* **THE EXERCISE**
Display every line of the entries below that contains the string "building", with case counting.

>> Begin

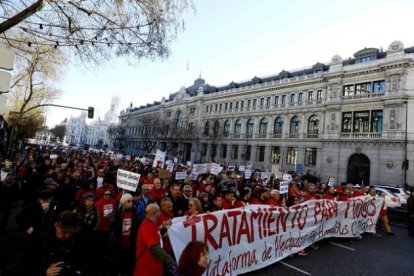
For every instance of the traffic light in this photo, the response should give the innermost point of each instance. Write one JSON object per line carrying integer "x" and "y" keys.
{"x": 91, "y": 110}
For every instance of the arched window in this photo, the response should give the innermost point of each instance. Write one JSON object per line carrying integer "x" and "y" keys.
{"x": 216, "y": 128}
{"x": 226, "y": 128}
{"x": 313, "y": 126}
{"x": 179, "y": 119}
{"x": 278, "y": 127}
{"x": 294, "y": 127}
{"x": 237, "y": 128}
{"x": 207, "y": 128}
{"x": 263, "y": 127}
{"x": 249, "y": 128}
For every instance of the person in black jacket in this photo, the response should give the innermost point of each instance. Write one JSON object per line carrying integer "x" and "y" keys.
{"x": 410, "y": 207}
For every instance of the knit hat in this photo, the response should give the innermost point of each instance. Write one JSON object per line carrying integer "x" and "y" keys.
{"x": 124, "y": 198}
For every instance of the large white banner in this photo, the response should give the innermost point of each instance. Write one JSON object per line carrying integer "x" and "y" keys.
{"x": 243, "y": 240}
{"x": 127, "y": 180}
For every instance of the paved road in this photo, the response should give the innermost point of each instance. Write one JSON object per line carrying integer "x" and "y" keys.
{"x": 390, "y": 255}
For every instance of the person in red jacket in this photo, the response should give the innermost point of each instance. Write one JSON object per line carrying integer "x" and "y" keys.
{"x": 150, "y": 257}
{"x": 165, "y": 221}
{"x": 229, "y": 200}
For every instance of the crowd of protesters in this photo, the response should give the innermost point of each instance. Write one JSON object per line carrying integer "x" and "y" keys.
{"x": 76, "y": 220}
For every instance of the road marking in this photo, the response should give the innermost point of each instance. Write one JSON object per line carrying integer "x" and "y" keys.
{"x": 343, "y": 246}
{"x": 295, "y": 268}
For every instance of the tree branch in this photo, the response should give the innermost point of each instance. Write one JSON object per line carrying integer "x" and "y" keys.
{"x": 13, "y": 21}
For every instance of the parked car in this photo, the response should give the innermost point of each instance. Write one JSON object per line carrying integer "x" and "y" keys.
{"x": 400, "y": 192}
{"x": 391, "y": 200}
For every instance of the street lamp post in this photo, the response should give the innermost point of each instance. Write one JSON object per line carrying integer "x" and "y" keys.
{"x": 405, "y": 163}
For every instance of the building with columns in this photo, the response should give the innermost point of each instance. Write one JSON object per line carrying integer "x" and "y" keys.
{"x": 347, "y": 119}
{"x": 78, "y": 132}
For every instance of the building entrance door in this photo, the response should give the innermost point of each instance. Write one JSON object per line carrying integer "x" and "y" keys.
{"x": 358, "y": 169}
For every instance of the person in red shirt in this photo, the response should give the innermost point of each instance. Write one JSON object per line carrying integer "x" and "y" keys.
{"x": 150, "y": 257}
{"x": 260, "y": 197}
{"x": 330, "y": 193}
{"x": 275, "y": 199}
{"x": 244, "y": 198}
{"x": 106, "y": 186}
{"x": 157, "y": 192}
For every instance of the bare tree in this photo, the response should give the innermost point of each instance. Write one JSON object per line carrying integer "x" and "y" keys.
{"x": 32, "y": 87}
{"x": 94, "y": 29}
{"x": 116, "y": 134}
{"x": 59, "y": 131}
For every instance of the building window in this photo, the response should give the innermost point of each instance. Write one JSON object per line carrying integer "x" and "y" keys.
{"x": 247, "y": 152}
{"x": 223, "y": 151}
{"x": 376, "y": 121}
{"x": 226, "y": 129}
{"x": 346, "y": 122}
{"x": 278, "y": 127}
{"x": 207, "y": 128}
{"x": 313, "y": 126}
{"x": 237, "y": 128}
{"x": 216, "y": 129}
{"x": 249, "y": 128}
{"x": 275, "y": 155}
{"x": 291, "y": 156}
{"x": 319, "y": 95}
{"x": 379, "y": 87}
{"x": 310, "y": 157}
{"x": 179, "y": 120}
{"x": 234, "y": 151}
{"x": 294, "y": 127}
{"x": 260, "y": 153}
{"x": 361, "y": 122}
{"x": 310, "y": 96}
{"x": 300, "y": 98}
{"x": 263, "y": 128}
{"x": 203, "y": 150}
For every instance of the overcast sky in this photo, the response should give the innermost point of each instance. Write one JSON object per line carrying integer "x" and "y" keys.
{"x": 235, "y": 40}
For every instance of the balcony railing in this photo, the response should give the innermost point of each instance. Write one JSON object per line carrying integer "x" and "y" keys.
{"x": 361, "y": 135}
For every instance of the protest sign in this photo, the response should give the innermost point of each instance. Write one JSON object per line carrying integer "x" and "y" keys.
{"x": 164, "y": 173}
{"x": 159, "y": 159}
{"x": 216, "y": 169}
{"x": 180, "y": 175}
{"x": 247, "y": 174}
{"x": 244, "y": 240}
{"x": 170, "y": 167}
{"x": 127, "y": 180}
{"x": 284, "y": 187}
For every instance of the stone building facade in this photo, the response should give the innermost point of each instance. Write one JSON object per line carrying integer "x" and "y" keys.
{"x": 347, "y": 119}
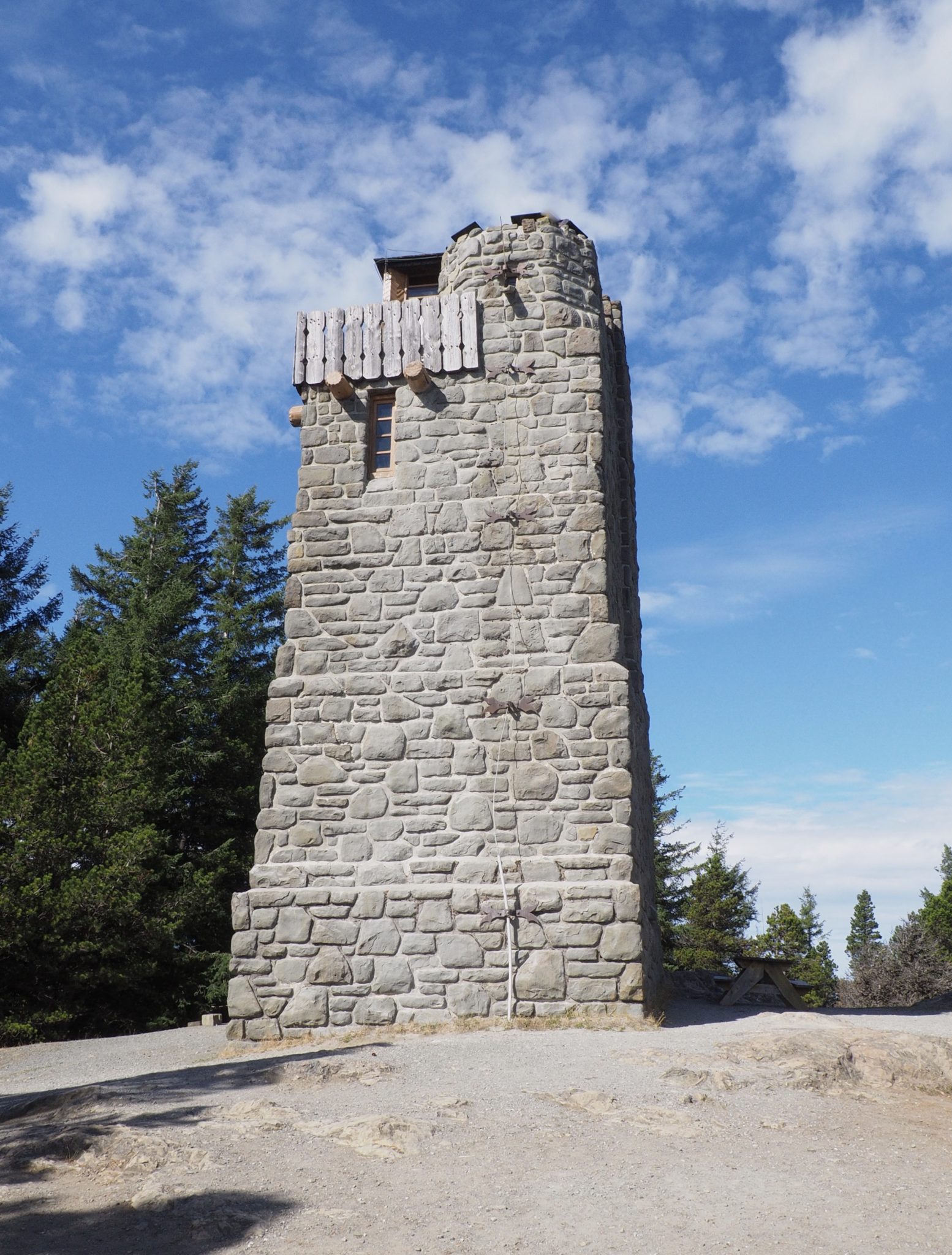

>> End

* **TASK RESPONSE**
For every instance of the building with columns in this photo, the response should give the innermost point of each instance. Write one JSON object per line carrying integer "x" and "y" keys.
For every instance of the building entrance door in this photo, the response should give the innermost point of each instance. Write one JSON object per line carrying integer "x" and "y" keys.
For every instance of the building window in this photo, the response should give the innermost point of each instance. Write one JSON object per line carrying integer "x" and "y" keys.
For every instance of the stone building facade in this photo, the response should give the innermost point of each instance. Write one JSON object per line carrying integer "x" and "y" keys.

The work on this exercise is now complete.